■ **Problem**:
Drop every picture. Then return, exactly, the lines from the beginning of the listing below through the one containing "box: [173, 79, 192, 107]".

■ **Exercise inputs**:
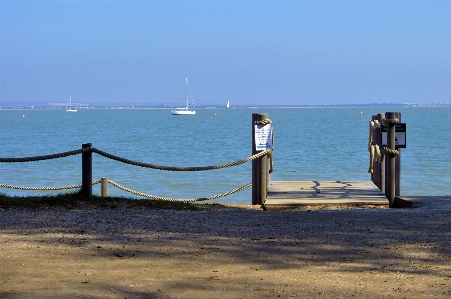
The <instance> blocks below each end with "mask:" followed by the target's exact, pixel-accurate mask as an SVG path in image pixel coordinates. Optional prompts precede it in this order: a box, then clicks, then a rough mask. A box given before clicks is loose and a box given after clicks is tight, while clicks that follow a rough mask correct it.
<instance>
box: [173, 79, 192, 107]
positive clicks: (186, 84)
mask: <svg viewBox="0 0 451 299" xmlns="http://www.w3.org/2000/svg"><path fill="white" fill-rule="evenodd" d="M188 91H189V88H188V78H186V85H185V93H186V107H183V108H176V109H175V110H172V115H194V114H196V111H195V110H189V103H188Z"/></svg>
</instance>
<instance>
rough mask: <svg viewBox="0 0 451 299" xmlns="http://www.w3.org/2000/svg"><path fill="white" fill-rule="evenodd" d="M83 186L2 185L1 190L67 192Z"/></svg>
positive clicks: (2, 184)
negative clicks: (22, 185) (28, 185)
mask: <svg viewBox="0 0 451 299" xmlns="http://www.w3.org/2000/svg"><path fill="white" fill-rule="evenodd" d="M96 184H100V180H98V181H94V182H92V185H96ZM81 187H82V185H81V184H79V185H72V186H61V187H23V186H14V185H6V184H0V188H9V189H17V190H33V191H57V190H66V189H76V188H81Z"/></svg>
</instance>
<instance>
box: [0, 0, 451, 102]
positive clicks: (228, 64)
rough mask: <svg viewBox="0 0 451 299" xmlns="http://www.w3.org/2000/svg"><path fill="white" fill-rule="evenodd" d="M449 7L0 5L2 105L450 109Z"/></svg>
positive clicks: (395, 4)
mask: <svg viewBox="0 0 451 299" xmlns="http://www.w3.org/2000/svg"><path fill="white" fill-rule="evenodd" d="M450 20H451V1H448V0H446V1H435V0H424V1H410V0H404V1H397V0H387V1H383V0H381V1H339V0H335V1H320V0H319V1H231V0H230V1H133V0H130V1H99V0H97V1H95V0H94V1H70V0H64V1H44V0H42V1H41V0H33V1H20V0H15V1H7V0H0V106H1V105H2V103H7V102H8V103H11V102H12V103H18V102H21V101H37V102H49V103H66V102H68V101H69V96H71V97H72V103H81V104H88V105H89V104H93V103H111V104H118V105H140V104H141V105H178V106H181V105H182V104H184V103H185V78H188V81H189V86H190V90H191V94H192V97H193V99H194V103H195V104H197V105H225V104H226V103H227V101H230V103H231V105H322V104H326V105H329V104H368V103H424V104H430V103H438V102H440V101H441V102H448V103H449V102H451V21H450Z"/></svg>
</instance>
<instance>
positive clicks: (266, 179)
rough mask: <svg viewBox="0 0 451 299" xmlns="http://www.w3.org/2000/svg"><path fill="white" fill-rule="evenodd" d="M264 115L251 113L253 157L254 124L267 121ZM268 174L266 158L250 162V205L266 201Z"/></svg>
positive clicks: (266, 161) (254, 134) (253, 140)
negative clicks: (251, 116)
mask: <svg viewBox="0 0 451 299" xmlns="http://www.w3.org/2000/svg"><path fill="white" fill-rule="evenodd" d="M268 118H269V117H268V115H267V114H266V113H253V114H252V155H255V154H257V153H259V152H261V151H260V150H259V151H257V150H256V148H255V123H256V122H258V121H262V120H265V119H268ZM267 173H268V158H267V156H263V157H261V158H259V159H254V160H252V204H253V205H262V204H263V203H264V201H265V199H266V192H267V188H268V187H267V176H266V174H267Z"/></svg>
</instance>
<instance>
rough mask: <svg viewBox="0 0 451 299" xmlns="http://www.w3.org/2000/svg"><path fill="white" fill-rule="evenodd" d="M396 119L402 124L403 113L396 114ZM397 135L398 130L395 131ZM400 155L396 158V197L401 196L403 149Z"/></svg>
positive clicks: (400, 153) (397, 155) (398, 150)
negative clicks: (402, 159)
mask: <svg viewBox="0 0 451 299" xmlns="http://www.w3.org/2000/svg"><path fill="white" fill-rule="evenodd" d="M395 113H396V118H397V119H398V120H399V123H401V112H395ZM395 134H396V130H395ZM397 151H398V155H397V156H396V158H395V161H396V167H395V169H396V170H395V178H396V187H395V196H400V195H401V149H400V148H397Z"/></svg>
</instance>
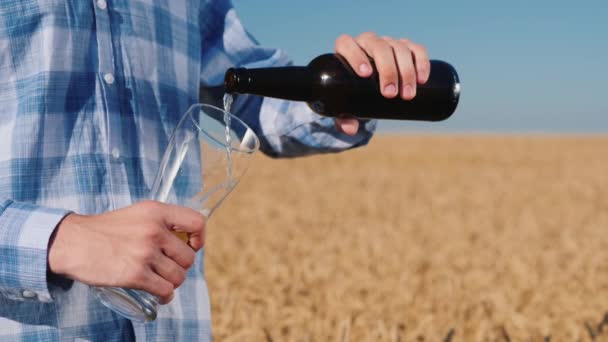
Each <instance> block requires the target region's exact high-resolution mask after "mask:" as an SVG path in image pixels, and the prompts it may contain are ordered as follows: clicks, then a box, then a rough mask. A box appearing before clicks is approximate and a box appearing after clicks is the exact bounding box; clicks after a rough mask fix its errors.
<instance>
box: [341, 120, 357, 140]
mask: <svg viewBox="0 0 608 342" xmlns="http://www.w3.org/2000/svg"><path fill="white" fill-rule="evenodd" d="M336 128H337V129H338V130H339V131H340V132H342V133H344V134H346V135H350V136H353V135H355V134H357V132H358V131H359V120H357V119H354V118H336Z"/></svg>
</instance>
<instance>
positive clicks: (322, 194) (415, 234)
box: [206, 136, 608, 342]
mask: <svg viewBox="0 0 608 342" xmlns="http://www.w3.org/2000/svg"><path fill="white" fill-rule="evenodd" d="M207 234H208V239H207V248H206V272H207V278H208V281H209V288H210V294H211V301H212V310H213V327H214V328H213V329H214V330H213V333H214V336H215V338H216V340H218V341H390V342H393V341H422V340H424V341H441V340H453V341H521V340H525V341H530V340H532V341H536V340H539V341H542V340H544V339H546V338H547V337H549V338H550V339H551V341H577V340H581V341H590V340H592V339H593V338H595V339H596V340H602V338H603V339H604V340H605V339H607V338H608V317H606V320H605V321H604V314H605V313H606V312H607V311H608V262H607V261H608V260H607V257H608V137H525V136H519V137H517V136H511V137H492V136H485V137H484V136H474V137H471V136H378V137H376V138H375V139H374V140H373V142H372V143H371V144H370V146H367V147H365V148H362V149H358V150H355V151H349V152H347V153H342V154H333V155H324V156H315V157H309V158H300V159H293V160H271V159H268V158H265V157H263V156H261V155H259V156H257V157H256V158H255V160H254V162H253V164H252V166H251V169H250V170H249V172H248V174H247V175H246V176H245V177H244V179H243V180H242V182H241V184H240V185H239V187H238V188H237V189H236V190H235V192H234V193H233V194H232V195H231V197H230V198H229V199H228V200H227V201H226V203H225V205H224V206H223V207H222V208H221V209H220V210H218V212H217V214H216V217H214V218H213V220H212V221H211V222H210V224H209V227H208V233H207ZM603 322H605V323H603ZM604 325H605V326H604Z"/></svg>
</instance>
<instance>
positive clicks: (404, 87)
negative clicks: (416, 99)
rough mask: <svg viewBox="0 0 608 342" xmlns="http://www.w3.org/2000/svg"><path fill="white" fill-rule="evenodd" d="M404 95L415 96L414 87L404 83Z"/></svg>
mask: <svg viewBox="0 0 608 342" xmlns="http://www.w3.org/2000/svg"><path fill="white" fill-rule="evenodd" d="M403 96H404V97H406V98H408V99H409V98H412V97H414V88H413V87H412V86H411V85H409V84H406V85H404V86H403Z"/></svg>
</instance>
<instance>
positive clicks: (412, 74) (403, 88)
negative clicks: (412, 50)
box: [382, 37, 416, 100]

■ **Finished task**:
The <instance> blocks below each end with "mask:" followed by the target's exact, pixel-accurate mask as an SVG path in image pixel coordinates. Optional prompts precede it in this order: a box, then clicks, then a rough mask. A box given before clicks is loose and a box given after clicks is tight, while clicks that follow a rough mask correct it.
<instance>
box: [173, 79, 192, 107]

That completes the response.